- EXCERPTED PASSAGE:
- Opening Delimiter -
Are you ready for retirement and beyond? People are living longer than ever these days, and that means you need a plan to help yourself or to enable loved ones to step in for action if you are unable to make decisions yourself.

A trust is one of the most critical documents in an elder law plan. This is a popular option because trusts avoid probate, unlike a will. Sometimes you might turn to your lawyer to help with an asset protection trust if you believe that your assets could be tapped by a creditor or if you believe that you could need Medicaid in the future. 

If you’re worried that your children or grandchildren might get married to someone who has their eyes on the inheritance you’ll pass down, a trust is also a valuable tool for ensuring that your loved ones get the assets, not someone else.

While all of these key documents help your family after you pass away, don’t forget about your own life. You might use a power of attorney to name the individuals who will make financial and legal decisions for you if you are unable to make them on your own.  A power of attorney can also be used with a trust to give you additional protection, especially if you’re worried about the possibility of a guardianship proceeding by the courts to determine who should take care of you.

You might also have other unique needs, like real estate or concerns about your spouse’s health, that should be discussed with your elder law attorney in detail. Both of you can create a plan for how you’ll protect your own life and the assets you intend to pass down, which gives peace of mind for all involved.
- Closing Delimiter -
- TASKS TO CARRY OUT:
**a)** For each statement, say whether it agrees with the elder law excerpt, answering yes or no and quoting the deciding words. (i) Trusts avoid probate. (ii) A power of attorney names the people who will make medical decisions for you. (iii) Real estate is given as a possible unique need to discuss with an elder law attorney.
**b)** Output the portion of the elder law excerpt between "If you’re worried that" and "not someone else.", inclusive, copied word for word.
**c)** List every type of legal document the elder law excerpt names.
The lines after the elder law excerpt are not needed here.

- RECORDED INFORMATION:
- Opening Delimiter -
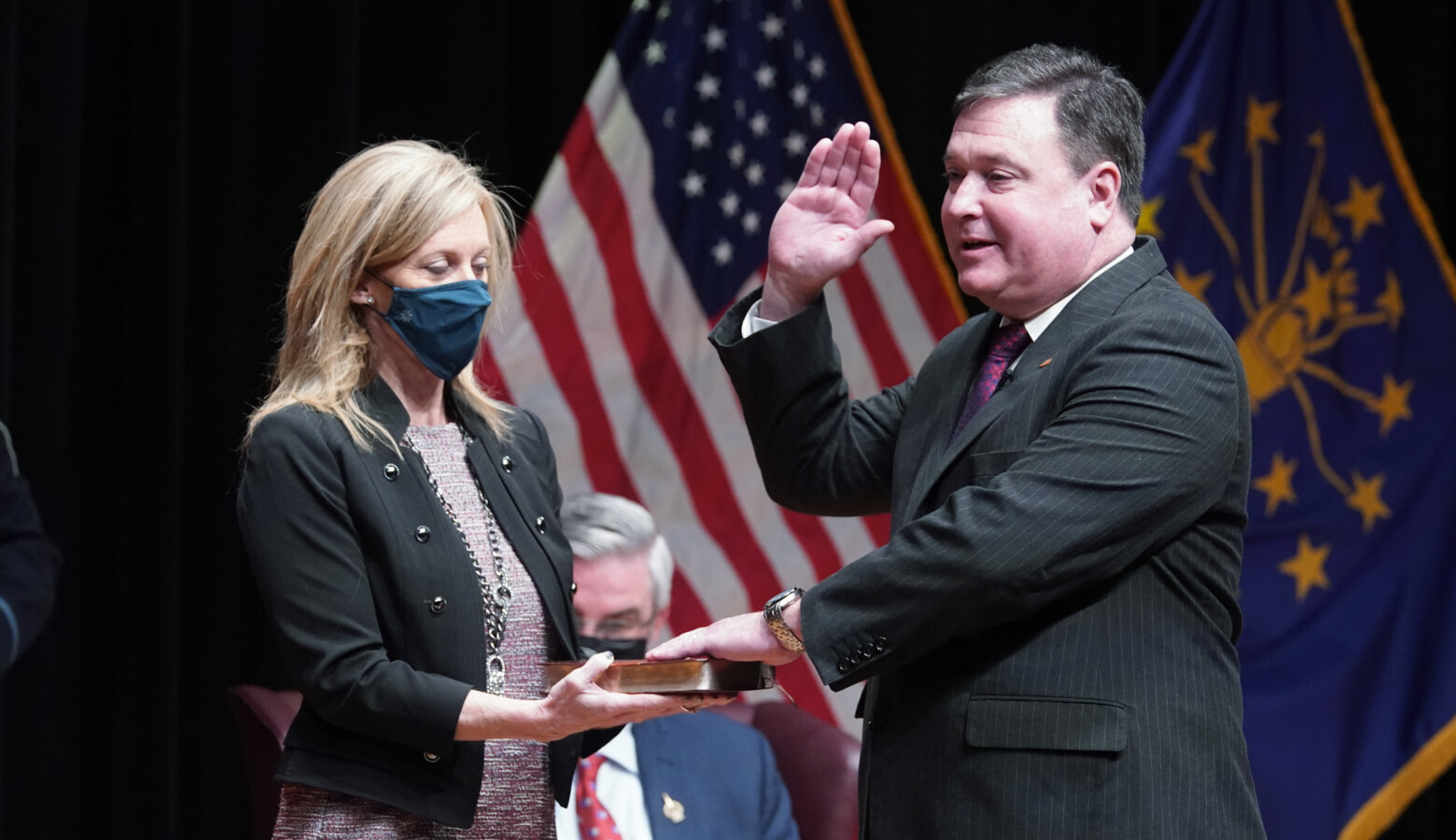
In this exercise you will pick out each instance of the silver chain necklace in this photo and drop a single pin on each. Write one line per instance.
- Closing Delimiter -
- ANSWERS BELOW:
**a)**
(i) Yes: "trusts avoid probate, unlike a will"
(ii) No: "name the individuals who will make financial and legal decisions for you"
(iii) Yes: "You might also have other unique needs, like real estate"

**b)**
If you’re worried that your children or grandchildren might get married to someone who has their eyes on the inheritance you’ll pass down, a trust is also a valuable tool for ensuring that your loved ones get the assets, not someone else.

**c)**
trust
will
asset protection trust
power of attorney